## Required action
Rewrite the data as a numbered list, from the start through the line containing "rough mask: <svg", including that line, leaving out blank lines and pictures.

■ ■ ■ ■

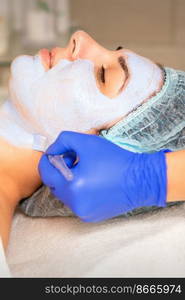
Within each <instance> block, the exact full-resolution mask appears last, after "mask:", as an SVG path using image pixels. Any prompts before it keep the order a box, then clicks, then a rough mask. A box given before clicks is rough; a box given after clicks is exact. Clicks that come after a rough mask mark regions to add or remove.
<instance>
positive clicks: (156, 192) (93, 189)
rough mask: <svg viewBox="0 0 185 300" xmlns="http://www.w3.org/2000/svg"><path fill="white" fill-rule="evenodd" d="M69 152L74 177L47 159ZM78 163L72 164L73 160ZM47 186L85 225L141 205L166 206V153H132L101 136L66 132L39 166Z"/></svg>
mask: <svg viewBox="0 0 185 300" xmlns="http://www.w3.org/2000/svg"><path fill="white" fill-rule="evenodd" d="M66 152H69V157H68V160H67V163H68V166H69V167H70V169H71V171H72V173H73V175H74V178H73V180H72V181H67V180H66V179H65V177H64V176H63V175H62V174H61V173H60V172H59V171H58V169H56V168H55V167H54V166H53V165H52V164H51V163H50V162H49V160H48V155H58V154H64V153H66ZM71 153H73V154H74V153H75V154H76V157H78V159H79V162H78V163H77V164H73V163H74V160H75V159H74V155H71ZM39 171H40V175H41V178H42V180H43V182H44V183H45V184H46V185H48V186H49V187H50V188H51V190H52V192H53V194H54V195H55V196H56V197H58V198H59V199H60V200H61V201H62V202H64V203H65V204H66V205H67V206H68V207H70V209H71V210H72V211H73V212H74V213H75V214H76V215H77V216H78V217H79V218H80V219H81V220H83V221H87V222H97V221H102V220H105V219H108V218H112V217H115V216H118V215H120V214H123V213H126V212H129V211H131V210H133V209H135V208H139V207H142V206H165V205H166V203H165V202H166V185H167V184H166V181H167V179H166V177H167V175H166V159H165V153H164V152H163V151H160V152H156V153H154V154H146V153H142V154H138V153H132V152H129V151H127V150H124V149H122V148H120V147H119V146H117V145H115V144H113V143H112V142H110V141H108V140H106V139H104V138H102V137H98V136H94V135H87V134H81V133H75V132H70V131H69V132H67V131H66V132H62V133H61V134H60V135H59V137H58V138H57V140H56V141H55V142H54V143H53V144H52V145H51V146H50V147H49V148H48V150H47V151H46V153H45V154H44V155H43V156H42V158H41V160H40V163H39Z"/></svg>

■ ■ ■ ■

## The answer
1. Within each <instance> block, the exact full-resolution mask appears last, after "mask:", as an SVG path using image pixels. Any prompts before it keep the order a box, then clicks, then a rough mask. A box given before clicks is rough; a box given after clicks is exact. Clicks that come after a rough mask mark regions to add or remove.
2. <instance>
3. positive clicks: (156, 192) (93, 189)
4. rough mask: <svg viewBox="0 0 185 300" xmlns="http://www.w3.org/2000/svg"><path fill="white" fill-rule="evenodd" d="M69 152L74 177L47 159ZM78 163L72 164L73 160ZM47 186L85 225L141 205L166 206V153H132L101 136L66 132L39 166Z"/></svg>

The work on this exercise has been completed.